◆ **INSTRUCTIONS TO FOLLOW**:
All of the data needs to come back exactly as written.
####################
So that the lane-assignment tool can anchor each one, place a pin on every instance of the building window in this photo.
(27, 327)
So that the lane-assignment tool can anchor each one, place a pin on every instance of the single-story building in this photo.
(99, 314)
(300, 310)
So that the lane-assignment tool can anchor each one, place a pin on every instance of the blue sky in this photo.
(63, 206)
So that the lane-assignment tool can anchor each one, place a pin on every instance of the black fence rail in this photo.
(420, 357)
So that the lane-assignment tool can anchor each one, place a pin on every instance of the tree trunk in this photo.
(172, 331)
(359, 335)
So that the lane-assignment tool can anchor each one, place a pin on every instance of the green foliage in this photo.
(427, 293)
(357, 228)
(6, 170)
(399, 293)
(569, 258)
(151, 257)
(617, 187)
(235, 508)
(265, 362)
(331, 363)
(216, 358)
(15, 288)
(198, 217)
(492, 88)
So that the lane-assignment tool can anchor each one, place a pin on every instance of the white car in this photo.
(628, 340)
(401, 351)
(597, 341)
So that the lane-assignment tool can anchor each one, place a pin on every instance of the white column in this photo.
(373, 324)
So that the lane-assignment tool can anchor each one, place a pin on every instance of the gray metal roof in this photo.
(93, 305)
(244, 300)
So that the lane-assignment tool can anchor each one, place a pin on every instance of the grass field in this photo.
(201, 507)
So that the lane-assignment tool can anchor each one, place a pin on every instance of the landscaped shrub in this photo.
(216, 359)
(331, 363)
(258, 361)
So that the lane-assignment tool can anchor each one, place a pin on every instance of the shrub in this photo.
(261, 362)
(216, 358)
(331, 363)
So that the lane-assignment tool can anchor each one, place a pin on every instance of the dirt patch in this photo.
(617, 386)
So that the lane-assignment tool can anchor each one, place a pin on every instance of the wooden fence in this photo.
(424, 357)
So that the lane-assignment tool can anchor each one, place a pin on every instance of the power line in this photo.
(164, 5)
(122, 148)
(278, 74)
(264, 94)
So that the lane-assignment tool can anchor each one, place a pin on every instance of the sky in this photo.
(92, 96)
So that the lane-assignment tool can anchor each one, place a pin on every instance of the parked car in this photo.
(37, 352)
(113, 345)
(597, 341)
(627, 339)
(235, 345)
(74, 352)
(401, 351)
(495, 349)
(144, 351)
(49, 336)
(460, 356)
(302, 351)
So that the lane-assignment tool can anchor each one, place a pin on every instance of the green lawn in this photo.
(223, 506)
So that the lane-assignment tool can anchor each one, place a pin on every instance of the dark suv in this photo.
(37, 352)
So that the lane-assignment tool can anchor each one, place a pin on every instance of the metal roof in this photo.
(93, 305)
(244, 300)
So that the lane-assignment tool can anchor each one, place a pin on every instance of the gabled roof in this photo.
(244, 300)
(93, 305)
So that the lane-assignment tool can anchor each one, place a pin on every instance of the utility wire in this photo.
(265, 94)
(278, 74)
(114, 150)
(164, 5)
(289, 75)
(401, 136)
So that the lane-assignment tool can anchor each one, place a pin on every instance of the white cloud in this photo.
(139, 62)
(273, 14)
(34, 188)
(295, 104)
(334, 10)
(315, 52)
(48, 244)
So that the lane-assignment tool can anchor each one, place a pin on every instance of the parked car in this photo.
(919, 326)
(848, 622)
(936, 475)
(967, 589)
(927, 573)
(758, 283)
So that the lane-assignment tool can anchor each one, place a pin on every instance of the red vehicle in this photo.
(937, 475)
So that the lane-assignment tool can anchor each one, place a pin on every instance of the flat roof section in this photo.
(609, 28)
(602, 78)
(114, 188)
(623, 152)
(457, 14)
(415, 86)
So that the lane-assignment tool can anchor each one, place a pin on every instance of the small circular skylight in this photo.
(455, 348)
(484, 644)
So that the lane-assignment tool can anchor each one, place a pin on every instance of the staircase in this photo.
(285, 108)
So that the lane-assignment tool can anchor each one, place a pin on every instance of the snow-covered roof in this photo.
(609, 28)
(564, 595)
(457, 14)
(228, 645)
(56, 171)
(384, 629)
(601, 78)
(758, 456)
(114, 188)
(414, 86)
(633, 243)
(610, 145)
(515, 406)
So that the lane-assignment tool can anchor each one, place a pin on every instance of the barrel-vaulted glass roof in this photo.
####################
◆ **WORKED SOLUTION**:
So that the lane-assignment tool can anchor each one, place a pin on every instance of the building window in this photo.
(27, 327)
So that the lane-assignment tool can anchor each one, place a pin on every instance of the single-story building in this photo.
(99, 314)
(300, 310)
So that the lane-assignment tool can anchor each one, place a pin on every instance of the blue sky in this photo.
(63, 206)
So that the lane-assignment tool can anchor each one, place a pin on every instance of the black fence rail in this photo.
(420, 357)
So that the lane-assignment tool can anchor each one, place a pin on every instance of the tree trunk in this photo.
(172, 331)
(359, 335)
So that the lane-assignment tool can anchor each one, place a pin on every instance of the green foliage in this photo.
(427, 293)
(357, 228)
(6, 170)
(399, 293)
(569, 258)
(151, 257)
(617, 187)
(235, 508)
(265, 362)
(331, 363)
(216, 358)
(15, 288)
(198, 217)
(492, 88)
So that the lane-assignment tool can anchor each one, place a pin on every instance of the white car in this photo.
(628, 340)
(401, 351)
(597, 341)
So that the lane-assignment tool can anchor each one, place a pin on every instance of the white column in this photo.
(373, 324)
So that the lane-assignment tool can anchor each one, place a pin on every instance of the gray metal roof in this photo.
(93, 305)
(244, 300)
So that the lane-assignment tool can anchor each one, place a pin on every instance of the grass field in this photo.
(201, 507)
So that the lane-assignment tool can anchor each one, place a pin on every instance of the landscaped shrub in this photo.
(216, 359)
(331, 363)
(258, 361)
So that the lane-assignment tool can anchor each one, place a pin on every instance of the shrub in this photo.
(261, 362)
(216, 358)
(331, 363)
So that the lane-assignment tool can anchor each one, place a pin on every instance of the dirt patch in this photo.
(617, 386)
So that the lane-assignment tool can anchor each one, place a pin on every instance of the wooden fence in this photo.
(424, 357)
So that the lane-assignment tool can anchor each one, place a pin on every instance of the power line in this photo.
(164, 5)
(122, 148)
(278, 74)
(264, 94)
So that the lane-assignment tool can anchor each one, place a pin on every instance of the sky in this photo.
(92, 96)
So that the lane-assignment tool can anchor each one, place a pin on every instance of the parked car in this photo.
(37, 352)
(113, 345)
(597, 341)
(627, 339)
(235, 345)
(74, 352)
(401, 351)
(495, 349)
(144, 351)
(49, 336)
(460, 356)
(302, 351)
So that the lane-assignment tool can anchor each one, place a pin on every instance of the green lawn in this photo.
(223, 506)
So that the lane-assignment tool can anchor each one, place a pin on every instance of the dark suv in this photo.
(37, 352)
So that the lane-assignment tool can anchor each one, place a pin on every instance of the metal roof in this photo.
(93, 305)
(244, 300)
So that the lane-assignment tool can anchor each one, place a pin on every instance of the gabled roof in this photo.
(244, 300)
(93, 305)
So that the lane-assignment tool can anchor each one, place a pin on every instance of the utility wire in this photo.
(265, 94)
(278, 74)
(114, 150)
(164, 5)
(289, 75)
(401, 136)
So that the lane-assignment tool can anchor each one, place a pin on every instance of the white cloud in this photo.
(139, 62)
(273, 14)
(34, 188)
(295, 104)
(334, 10)
(315, 52)
(48, 244)
So that the lane-assignment tool can anchor each one, place a pin on every instance of the parked car in this photo.
(919, 326)
(848, 622)
(936, 475)
(967, 589)
(927, 573)
(758, 283)
So that the lane-assignment tool can anchor each one, place a pin on every instance of the red vehicle in this photo.
(937, 475)
So that the lane-assignment tool can anchor each one, place a pin on every instance of the flat roof section in this photo.
(609, 28)
(602, 78)
(114, 188)
(623, 152)
(457, 14)
(415, 86)
So that the lane-assignment tool can anchor each one, place a pin on every instance of the small circular skylight in this photo.
(455, 348)
(484, 644)
So that the lane-assignment tool can anchor each one, place a pin on every instance of the staircase in this photo.
(285, 108)
So that the lane-assignment tool can anchor each one, place a pin on every instance of the snow-covered roof in this photo.
(609, 28)
(564, 595)
(457, 14)
(228, 645)
(56, 171)
(384, 629)
(601, 78)
(758, 456)
(114, 188)
(414, 86)
(633, 243)
(610, 145)
(515, 406)
So that the lane-assignment tool can anchor each one, place a pin on every instance of the barrel-vaulted glass roof in this photo.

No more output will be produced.